▶ _The exercise_:
Write out the records below word for word, please.

[BEGIN Task inputs]

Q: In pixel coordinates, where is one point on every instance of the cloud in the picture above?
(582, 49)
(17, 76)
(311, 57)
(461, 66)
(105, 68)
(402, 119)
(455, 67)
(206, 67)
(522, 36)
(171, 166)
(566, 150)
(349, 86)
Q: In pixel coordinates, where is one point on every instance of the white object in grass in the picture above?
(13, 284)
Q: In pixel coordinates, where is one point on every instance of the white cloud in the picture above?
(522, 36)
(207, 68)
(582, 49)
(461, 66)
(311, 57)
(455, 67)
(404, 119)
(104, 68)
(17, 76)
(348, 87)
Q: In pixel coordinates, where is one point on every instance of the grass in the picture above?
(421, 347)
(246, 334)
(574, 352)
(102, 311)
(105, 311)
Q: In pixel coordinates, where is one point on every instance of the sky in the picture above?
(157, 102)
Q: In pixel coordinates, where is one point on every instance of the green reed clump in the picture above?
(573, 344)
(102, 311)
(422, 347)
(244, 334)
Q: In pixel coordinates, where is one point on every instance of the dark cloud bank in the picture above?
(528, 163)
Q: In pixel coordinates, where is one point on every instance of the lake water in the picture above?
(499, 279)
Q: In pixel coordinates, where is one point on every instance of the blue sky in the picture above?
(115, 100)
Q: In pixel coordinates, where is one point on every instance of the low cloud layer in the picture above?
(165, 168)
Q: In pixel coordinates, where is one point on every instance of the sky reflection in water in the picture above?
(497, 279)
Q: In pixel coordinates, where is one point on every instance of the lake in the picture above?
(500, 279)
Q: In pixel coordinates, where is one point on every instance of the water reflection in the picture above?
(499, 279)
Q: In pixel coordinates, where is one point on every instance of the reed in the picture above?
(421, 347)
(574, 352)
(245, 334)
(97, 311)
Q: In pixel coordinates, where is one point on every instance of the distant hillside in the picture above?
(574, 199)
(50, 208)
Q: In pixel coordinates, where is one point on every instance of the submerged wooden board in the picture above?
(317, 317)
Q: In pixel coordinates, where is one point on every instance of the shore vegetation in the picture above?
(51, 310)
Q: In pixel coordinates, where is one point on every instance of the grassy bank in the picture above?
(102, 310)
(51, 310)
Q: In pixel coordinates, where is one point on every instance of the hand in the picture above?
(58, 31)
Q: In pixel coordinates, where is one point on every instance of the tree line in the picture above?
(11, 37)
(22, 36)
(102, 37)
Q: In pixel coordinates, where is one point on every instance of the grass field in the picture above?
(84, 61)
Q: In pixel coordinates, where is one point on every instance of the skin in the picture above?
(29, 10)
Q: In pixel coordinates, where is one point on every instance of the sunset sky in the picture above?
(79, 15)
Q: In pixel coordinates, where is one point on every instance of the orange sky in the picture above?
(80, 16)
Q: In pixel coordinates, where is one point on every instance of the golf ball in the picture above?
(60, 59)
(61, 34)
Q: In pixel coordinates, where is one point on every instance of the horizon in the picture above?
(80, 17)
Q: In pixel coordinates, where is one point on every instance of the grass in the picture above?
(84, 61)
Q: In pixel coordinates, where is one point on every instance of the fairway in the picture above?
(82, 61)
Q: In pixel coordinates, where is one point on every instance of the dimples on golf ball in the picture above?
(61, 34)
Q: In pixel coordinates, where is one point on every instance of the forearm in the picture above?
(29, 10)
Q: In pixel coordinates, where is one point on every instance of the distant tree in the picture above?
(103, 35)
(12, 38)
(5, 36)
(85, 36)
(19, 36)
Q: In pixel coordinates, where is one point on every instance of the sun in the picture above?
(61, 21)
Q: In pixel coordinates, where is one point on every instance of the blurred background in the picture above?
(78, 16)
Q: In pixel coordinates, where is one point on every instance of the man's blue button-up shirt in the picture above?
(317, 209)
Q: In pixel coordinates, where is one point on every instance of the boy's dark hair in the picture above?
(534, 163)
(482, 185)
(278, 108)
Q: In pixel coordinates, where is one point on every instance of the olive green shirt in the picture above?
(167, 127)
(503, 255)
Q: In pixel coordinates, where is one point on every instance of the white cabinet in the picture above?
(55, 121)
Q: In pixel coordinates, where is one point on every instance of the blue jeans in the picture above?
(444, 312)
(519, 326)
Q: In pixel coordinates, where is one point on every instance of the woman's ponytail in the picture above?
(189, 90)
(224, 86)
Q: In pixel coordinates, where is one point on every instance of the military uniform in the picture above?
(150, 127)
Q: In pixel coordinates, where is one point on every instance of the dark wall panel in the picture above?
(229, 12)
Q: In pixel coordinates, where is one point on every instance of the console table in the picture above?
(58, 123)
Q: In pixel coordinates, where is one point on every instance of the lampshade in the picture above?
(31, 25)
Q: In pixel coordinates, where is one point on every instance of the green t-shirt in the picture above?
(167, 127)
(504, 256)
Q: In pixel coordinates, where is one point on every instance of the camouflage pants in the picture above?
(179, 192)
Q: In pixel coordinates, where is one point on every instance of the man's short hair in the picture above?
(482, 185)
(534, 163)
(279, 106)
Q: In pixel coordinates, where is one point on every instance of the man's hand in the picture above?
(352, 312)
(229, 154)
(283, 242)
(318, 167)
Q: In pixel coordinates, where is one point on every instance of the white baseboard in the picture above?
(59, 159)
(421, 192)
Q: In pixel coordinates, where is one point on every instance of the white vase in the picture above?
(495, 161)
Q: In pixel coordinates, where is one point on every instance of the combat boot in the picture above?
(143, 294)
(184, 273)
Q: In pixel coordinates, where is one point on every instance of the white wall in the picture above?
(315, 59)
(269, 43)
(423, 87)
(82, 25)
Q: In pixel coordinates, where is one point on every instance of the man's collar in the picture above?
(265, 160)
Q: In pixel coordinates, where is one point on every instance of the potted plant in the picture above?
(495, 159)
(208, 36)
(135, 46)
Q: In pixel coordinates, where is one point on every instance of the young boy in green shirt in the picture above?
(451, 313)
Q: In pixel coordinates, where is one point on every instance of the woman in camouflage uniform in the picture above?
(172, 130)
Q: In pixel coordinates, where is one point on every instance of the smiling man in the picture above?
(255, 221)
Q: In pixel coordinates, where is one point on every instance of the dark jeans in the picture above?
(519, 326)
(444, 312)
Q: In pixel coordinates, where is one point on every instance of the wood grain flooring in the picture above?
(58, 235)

[END Task inputs]

▶ _Written response_:
Q: In pixel coordinates, where is one point on every instance of the cloud in the picture above?
(582, 49)
(17, 76)
(311, 57)
(461, 66)
(105, 68)
(402, 119)
(455, 67)
(206, 67)
(522, 36)
(171, 166)
(566, 150)
(349, 86)
Q: In pixel coordinates, where is one point on every instance of the white object in grass in the picture above?
(13, 284)
Q: In pixel coordinates, where is one point on every instance of the white cloud in the picture above?
(522, 36)
(207, 68)
(582, 49)
(461, 66)
(311, 57)
(455, 67)
(404, 119)
(104, 68)
(17, 76)
(348, 87)
Q: In pixel coordinates, where is one point on every instance of the grass in the picture above?
(421, 347)
(246, 334)
(574, 352)
(102, 311)
(105, 311)
Q: In pixel coordinates, where is one point on every instance of the sky in the picture above?
(157, 102)
Q: In pixel coordinates, where is one point on every instance of the green reed clump in the picture above?
(573, 344)
(102, 311)
(422, 347)
(244, 334)
Q: In pixel coordinates, where is one point on every instance of the dark cloud bank in the picture above?
(528, 163)
Q: In pixel coordinates, where is one point on every instance of the lake water in the picture above?
(499, 279)
Q: In pixel coordinates, where is one point on every instance of the blue sky in the picture above?
(115, 100)
Q: In pixel coordinates, where is one point on every instance of the low cloud layer in the picture above?
(165, 168)
Q: In pixel coordinates, where is one point on every instance of the sky reflection in water in the picture above?
(497, 279)
Q: In pixel coordinates, where is one point on every instance of the lake in the picture above?
(500, 279)
Q: In pixel coordinates, where is one point on every instance of the water reflection in the picture above?
(499, 279)
Q: In pixel coordinates, where is one point on every instance of the reed in the picture above?
(421, 347)
(574, 352)
(245, 334)
(97, 311)
Q: In pixel coordinates, where is one point on every instance of the distant hillside in the picture above?
(574, 199)
(50, 208)
Q: In pixel coordinates, where is one point on every instance of the submerged wooden board in the picture above?
(317, 317)
Q: In pixel coordinates, where is one point on every instance of the shore vegetation in the picture above?
(51, 310)
Q: In pixel coordinates, where is one point on every instance of the grassy bank in the picture above?
(102, 310)
(51, 310)
Q: In pixel coordinates, where is one point on every instance of the hand in the picture above?
(58, 31)
Q: In pixel coordinates, where is one point on every instance of the tree line in the picture above?
(11, 37)
(22, 36)
(102, 37)
Q: In pixel coordinates, where is one point on every instance of the grass field in the picture above?
(84, 61)
Q: In pixel coordinates, where is one point on every instance of the skin in the picture above?
(29, 10)
Q: In pixel coordinates, where is one point on every instance of the sunset sky in the picture above?
(79, 15)
Q: In pixel coordinates, where is one point on every instance of the orange sky in the picture above?
(80, 16)
Q: In pixel coordinates, where is one point on every instance of the golf ball in the picture above?
(60, 59)
(61, 34)
Q: In pixel coordinates, where is one point on every instance of the horizon in the picture above?
(80, 17)
Q: In pixel coordinates, where is one point on every instance of the grass in the picture above?
(84, 61)
Q: In pixel coordinates, where is one point on every instance of the fairway in the picture above?
(82, 61)
Q: In pixel coordinates, where is one point on every instance of the dimples on golf ball in the picture above?
(61, 34)
Q: In pixel coordinates, where is one point on every instance of the forearm in the picture above?
(29, 10)
Q: In pixel coordinates, where is one point on every instance of the distant tree in the picture above?
(103, 35)
(12, 38)
(5, 36)
(85, 36)
(19, 36)
Q: In pixel coordinates, where is one point on every instance of the sun in the picture above?
(61, 21)
Q: In pixel coordinates, where is one point on every instance of the blurred background in the picture above?
(78, 16)
Q: In pixel coordinates, where is one point on every instance of the man's blue button-up shirt in the picture above?
(317, 209)
Q: In pixel coordinates, where is one point on every instance of the boy's dark hair in the picture above?
(534, 163)
(482, 185)
(278, 108)
Q: In pixel coordinates, where is one point on every instance of the olive green shirt in the picture above?
(167, 127)
(503, 255)
Q: In pixel coordinates, where is one point on every instance of the white cabinet in the picture above?
(55, 121)
Q: In pixel coordinates, where is one point on every instance of the blue jeans in the picture above?
(444, 312)
(519, 326)
Q: In pixel coordinates, where is one point on every instance of the woman's ponytail in the picture above?
(189, 90)
(224, 86)
Q: In pixel coordinates, where is one point on every instance of the military uniform in the picture above?
(150, 127)
Q: In pixel coordinates, where is one point on every instance of the dark wall panel in the picture above?
(229, 12)
Q: In pixel coordinates, where is one point on every instance of the console table in the picture above?
(58, 123)
Q: In pixel coordinates, where is one point on every instance of the lampshade in the picture above?
(31, 25)
Q: In pixel coordinates, where is one point on every instance of the green t-shirt in the picture above?
(167, 127)
(504, 256)
Q: In pixel coordinates, where is one point on every instance of the camouflage pants in the picture above?
(179, 192)
Q: In pixel coordinates, where is one point on every instance of the man's short hair in the picture above?
(482, 185)
(534, 163)
(279, 106)
Q: In pixel coordinates, where is one point on every instance of the man's hand in the picture above?
(352, 312)
(229, 154)
(283, 242)
(318, 167)
Q: In pixel coordinates, where is one point on every instance of the white baseboard in the picture above?
(59, 159)
(421, 192)
Q: In pixel coordinates, where is one point on every instance of the white vase in the picture above?
(495, 161)
Q: In pixel coordinates, where is one point on every instance of the combat boot in the picture above?
(143, 294)
(184, 273)
Q: In pixel coordinates, where is one point on every instance of the white wall in the picture above?
(315, 59)
(269, 43)
(423, 87)
(82, 25)
Q: In pixel coordinates, where is one point on every instance of the man's collar in the picture above?
(265, 160)
Q: In pixel coordinates, where is one point on every instance of the potted plant in the picture above?
(495, 159)
(208, 36)
(135, 46)
Q: In pixel coordinates, where is one point on every instance of the young boy in green shirt in the picture above?
(451, 313)
Q: In pixel coordinates, where is one point on every instance of the woman in camouflage uniform in the picture above?
(172, 130)
Q: In pixel coordinates, where is one point on every instance of the smiling man in the picture above?
(255, 221)
Q: In pixel coordinates, where is one point on every instance of the dark jeans in the picture above?
(519, 326)
(444, 312)
Q: In pixel coordinates, where is one point on every instance of the wood grain flooring in the picture above?
(58, 235)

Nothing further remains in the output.